* start *
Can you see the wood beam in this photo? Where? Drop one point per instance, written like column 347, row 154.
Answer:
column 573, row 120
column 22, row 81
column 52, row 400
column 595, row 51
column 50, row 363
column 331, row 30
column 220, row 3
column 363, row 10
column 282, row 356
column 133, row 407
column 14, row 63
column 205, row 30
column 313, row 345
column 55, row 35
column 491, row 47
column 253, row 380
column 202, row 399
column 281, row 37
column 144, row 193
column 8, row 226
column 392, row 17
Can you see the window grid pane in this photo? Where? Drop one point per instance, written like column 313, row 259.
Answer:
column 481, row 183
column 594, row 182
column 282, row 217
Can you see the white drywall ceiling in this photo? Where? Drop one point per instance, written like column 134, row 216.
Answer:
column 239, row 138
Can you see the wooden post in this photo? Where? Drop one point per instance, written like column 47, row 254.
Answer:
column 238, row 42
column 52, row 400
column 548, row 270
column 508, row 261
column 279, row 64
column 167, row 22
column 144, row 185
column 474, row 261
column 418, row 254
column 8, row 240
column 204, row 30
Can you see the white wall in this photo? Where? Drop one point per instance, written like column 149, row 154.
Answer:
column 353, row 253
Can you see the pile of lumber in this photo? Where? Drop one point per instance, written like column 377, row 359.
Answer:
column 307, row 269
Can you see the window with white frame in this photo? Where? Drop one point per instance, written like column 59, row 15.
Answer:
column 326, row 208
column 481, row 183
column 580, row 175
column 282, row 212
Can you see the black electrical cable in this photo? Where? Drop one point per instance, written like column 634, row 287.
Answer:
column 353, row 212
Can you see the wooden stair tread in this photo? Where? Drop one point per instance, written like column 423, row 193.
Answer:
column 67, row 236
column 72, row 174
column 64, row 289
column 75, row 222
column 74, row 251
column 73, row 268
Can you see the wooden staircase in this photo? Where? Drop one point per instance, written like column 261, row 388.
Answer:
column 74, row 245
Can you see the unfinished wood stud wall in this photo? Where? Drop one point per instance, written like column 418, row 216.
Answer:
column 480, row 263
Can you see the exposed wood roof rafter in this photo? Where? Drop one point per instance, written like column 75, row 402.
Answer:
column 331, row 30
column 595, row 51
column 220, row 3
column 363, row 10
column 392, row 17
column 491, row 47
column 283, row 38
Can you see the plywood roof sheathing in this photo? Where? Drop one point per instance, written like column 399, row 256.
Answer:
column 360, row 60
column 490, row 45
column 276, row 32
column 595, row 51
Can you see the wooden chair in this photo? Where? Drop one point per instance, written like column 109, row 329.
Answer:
* end *
Convert every line of the records above into a two-column Markdown table with the columns "Row" and "Line". Number each row in order and omit blank lines.

THE SOLUTION:
| Row | Line |
|---|---|
| 1 | Can you see the wood beam in this photo? Where? Drop one point per instance, written like column 347, row 154. |
| 2 | Answer: |
| 3 | column 573, row 120 |
| 4 | column 22, row 81 |
| 5 | column 52, row 400 |
| 6 | column 595, row 51 |
| 7 | column 50, row 363 |
| 8 | column 331, row 30 |
| 9 | column 220, row 3 |
| 10 | column 363, row 10 |
| 11 | column 282, row 356 |
| 12 | column 133, row 407 |
| 13 | column 14, row 63 |
| 14 | column 205, row 30 |
| 15 | column 313, row 345 |
| 16 | column 55, row 35 |
| 17 | column 491, row 47 |
| 18 | column 253, row 380 |
| 19 | column 202, row 399 |
| 20 | column 281, row 37 |
| 21 | column 144, row 193 |
| 22 | column 8, row 226 |
| 23 | column 392, row 17 |
| 24 | Can you see the window grid pane in this photo? Where? Drop one point per instance, written like column 313, row 259. |
| 25 | Answer: |
| 26 | column 481, row 183 |
| 27 | column 594, row 182 |
| 28 | column 282, row 217 |
| 29 | Can you see the white drywall ceiling in this photo? Where? Drop one point per instance, written like column 134, row 216. |
| 30 | Answer: |
| 31 | column 239, row 138 |
| 32 | Can you see the wooden post in this photo? Where? Drop one point per instance, written like column 47, row 254. |
| 33 | Answer: |
| 34 | column 238, row 42 |
| 35 | column 52, row 400 |
| 36 | column 548, row 270 |
| 37 | column 508, row 261 |
| 38 | column 279, row 64 |
| 39 | column 167, row 22 |
| 40 | column 144, row 185 |
| 41 | column 474, row 261 |
| 42 | column 418, row 254 |
| 43 | column 8, row 240 |
| 44 | column 204, row 30 |
| 45 | Can you see the white wall in this photo? Where? Drop one point per instance, written like column 149, row 154. |
| 46 | Answer: |
| 47 | column 353, row 253 |
| 48 | Can you see the pile of lumber in this photo? Where? Drop one point per instance, written like column 377, row 359. |
| 49 | Answer: |
| 50 | column 307, row 269 |
| 51 | Can you see the window with white frame in this photo? Where? Drop one point per instance, written like column 59, row 15. |
| 52 | Answer: |
| 53 | column 326, row 208 |
| 54 | column 481, row 183 |
| 55 | column 580, row 175 |
| 56 | column 282, row 212 |
| 57 | Can you see the black electrical cable in this photo? Where? Drop one point per instance, written like column 634, row 287. |
| 58 | Answer: |
| 59 | column 353, row 212 |
| 60 | Can you see the wooden stair tread in this photo? Where? Drop one point per instance, written like column 423, row 193. |
| 61 | Answer: |
| 62 | column 67, row 236 |
| 63 | column 72, row 174 |
| 64 | column 64, row 289 |
| 65 | column 75, row 222 |
| 66 | column 74, row 251 |
| 67 | column 73, row 268 |
| 68 | Can you see the wooden staircase in this photo? Where? Drop one point per instance, written like column 261, row 388. |
| 69 | Answer: |
| 70 | column 74, row 245 |
| 71 | Can you see the unfinished wood stud wall in this photo? Where? Drop one point per instance, written like column 418, row 216. |
| 72 | Answer: |
| 73 | column 480, row 263 |
| 74 | Can you see the exposed wood roof rafter in this photo? Where? Drop one point per instance, written like column 75, row 402. |
| 75 | Answer: |
| 76 | column 331, row 30 |
| 77 | column 595, row 51 |
| 78 | column 220, row 3 |
| 79 | column 363, row 10 |
| 80 | column 392, row 17 |
| 81 | column 491, row 47 |
| 82 | column 283, row 38 |
| 83 | Can you see the plywood roof sheathing in this photo? Where? Drop one point per instance, written like column 399, row 256. |
| 84 | Answer: |
| 85 | column 360, row 60 |
| 86 | column 490, row 45 |
| 87 | column 276, row 32 |
| 88 | column 595, row 51 |
| 89 | Can you see the wooden chair in this photo? Where? Drop one point per instance, written like column 109, row 329. |
| 90 | Answer: |